**REQUEST**. The output should consist solely of the line containing "the man's right" and the lines that follow it through the end of the data below.

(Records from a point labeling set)
'''

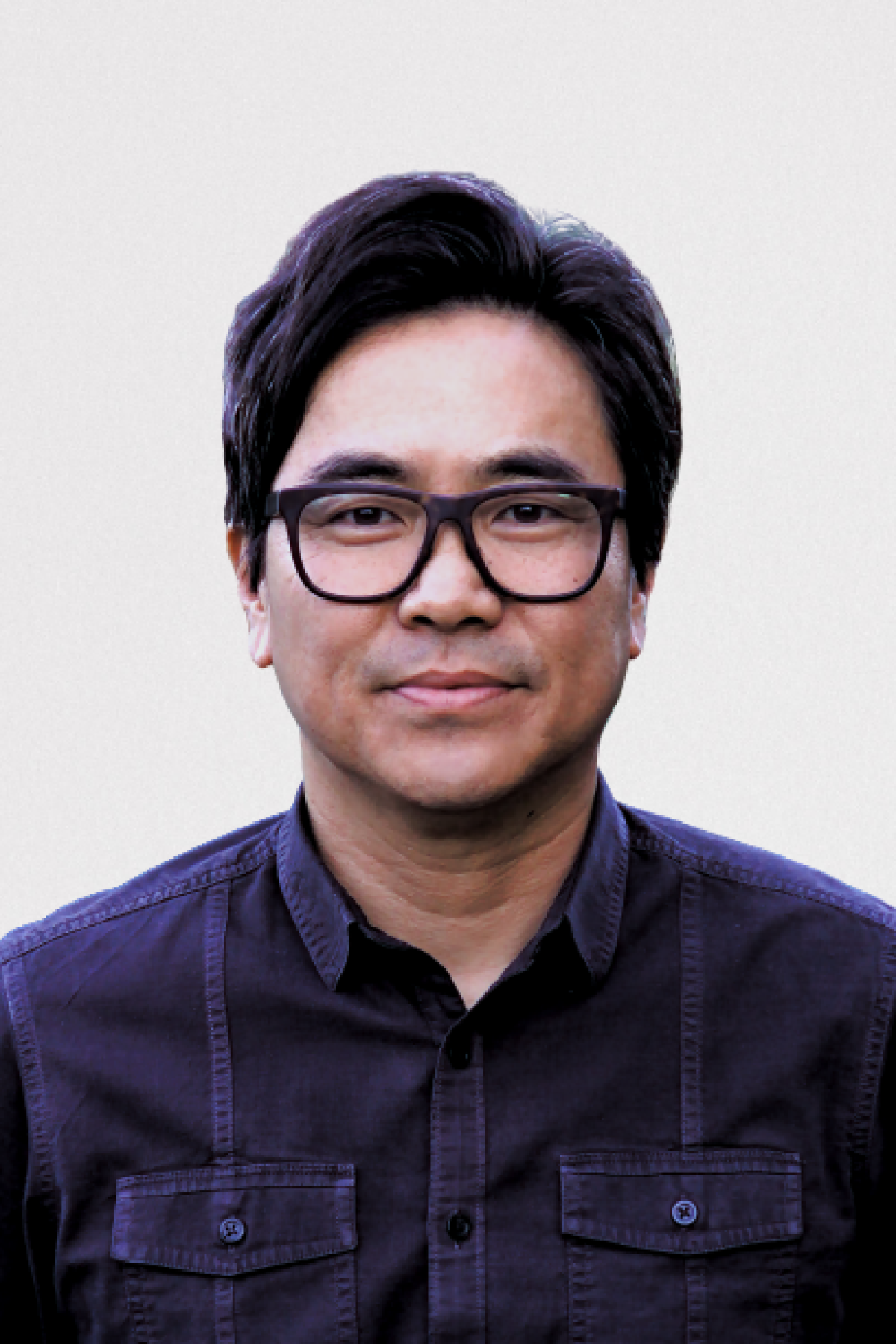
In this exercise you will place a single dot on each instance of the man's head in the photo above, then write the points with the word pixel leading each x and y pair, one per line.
pixel 428 332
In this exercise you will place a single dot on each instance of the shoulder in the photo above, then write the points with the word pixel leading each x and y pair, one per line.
pixel 746 868
pixel 220 860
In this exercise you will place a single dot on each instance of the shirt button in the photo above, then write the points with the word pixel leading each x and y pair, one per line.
pixel 458 1226
pixel 231 1231
pixel 460 1053
pixel 684 1213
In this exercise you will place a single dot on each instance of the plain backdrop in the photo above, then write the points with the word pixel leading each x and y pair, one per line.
pixel 156 161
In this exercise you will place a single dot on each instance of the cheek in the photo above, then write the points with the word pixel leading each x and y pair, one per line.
pixel 314 648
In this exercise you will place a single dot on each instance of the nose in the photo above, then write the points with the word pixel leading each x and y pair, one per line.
pixel 450 591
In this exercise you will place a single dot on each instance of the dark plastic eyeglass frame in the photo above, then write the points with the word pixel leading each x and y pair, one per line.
pixel 448 508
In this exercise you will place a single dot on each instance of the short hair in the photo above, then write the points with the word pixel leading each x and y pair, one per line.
pixel 420 242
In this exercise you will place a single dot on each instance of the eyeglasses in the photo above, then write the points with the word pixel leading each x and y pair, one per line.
pixel 534 542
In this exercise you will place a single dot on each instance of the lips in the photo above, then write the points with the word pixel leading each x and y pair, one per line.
pixel 452 690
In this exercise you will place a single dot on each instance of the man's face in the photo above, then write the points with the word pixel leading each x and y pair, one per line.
pixel 448 399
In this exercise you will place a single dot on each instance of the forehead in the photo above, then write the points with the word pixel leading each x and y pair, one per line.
pixel 441 393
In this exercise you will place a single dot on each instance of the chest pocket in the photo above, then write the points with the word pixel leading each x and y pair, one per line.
pixel 695 1246
pixel 267 1245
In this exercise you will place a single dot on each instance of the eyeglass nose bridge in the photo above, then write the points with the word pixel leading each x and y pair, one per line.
pixel 447 508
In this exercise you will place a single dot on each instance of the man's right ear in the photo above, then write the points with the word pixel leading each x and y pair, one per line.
pixel 254 603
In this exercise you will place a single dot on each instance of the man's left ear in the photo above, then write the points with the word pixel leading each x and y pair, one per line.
pixel 638 611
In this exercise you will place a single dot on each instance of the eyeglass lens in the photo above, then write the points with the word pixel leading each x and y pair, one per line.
pixel 364 544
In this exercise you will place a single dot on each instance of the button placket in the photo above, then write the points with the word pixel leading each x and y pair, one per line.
pixel 457 1194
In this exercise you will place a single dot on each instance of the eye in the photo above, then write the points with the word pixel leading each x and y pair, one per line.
pixel 526 514
pixel 367 515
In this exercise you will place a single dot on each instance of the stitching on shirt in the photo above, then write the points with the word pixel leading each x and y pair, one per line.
pixel 220 1048
pixel 35 939
pixel 33 1081
pixel 860 1128
pixel 747 877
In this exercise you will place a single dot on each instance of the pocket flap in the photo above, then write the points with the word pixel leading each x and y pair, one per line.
pixel 682 1202
pixel 234 1219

'''

**ANSWER TO THIS PROBLEM**.
In this exercise you will place a single dot on each instance of the man's right ear in the photo above, then write the points with the word pixel leading each x and y pair, one per line.
pixel 254 603
In this exercise you will place a single dot on each instance of the man's left ear in the photo above, then write the points with the word pixel leading each x and y pair, one per line.
pixel 638 611
In this exercise you will place a single dot on each instance of the eyeglass lens in the photo above, then write the points with the word pixel leading each x and y pair, one per line.
pixel 364 544
In this exercise you will place a single dot on each instance of the button placket in the photo above, then write the points with the word pixel leading each x and y pair, one per line.
pixel 457 1194
In this exercise you will place a single dot on each instance of the eye in the photo above, then write the points with the word pixel leading each x and y pair, one per line.
pixel 526 514
pixel 367 515
In this exercise you will place a single dot on each instance of the stitching on shirt in the photo above, then write the points with the word pixel leading each x and y pair, one per line.
pixel 220 1048
pixel 35 939
pixel 33 1081
pixel 860 1128
pixel 747 877
In this exercise you will place a single dot on each instance of the pocket flap in the photo above, then write the points with the word pixel leading each x and y pair, one per line.
pixel 682 1202
pixel 234 1219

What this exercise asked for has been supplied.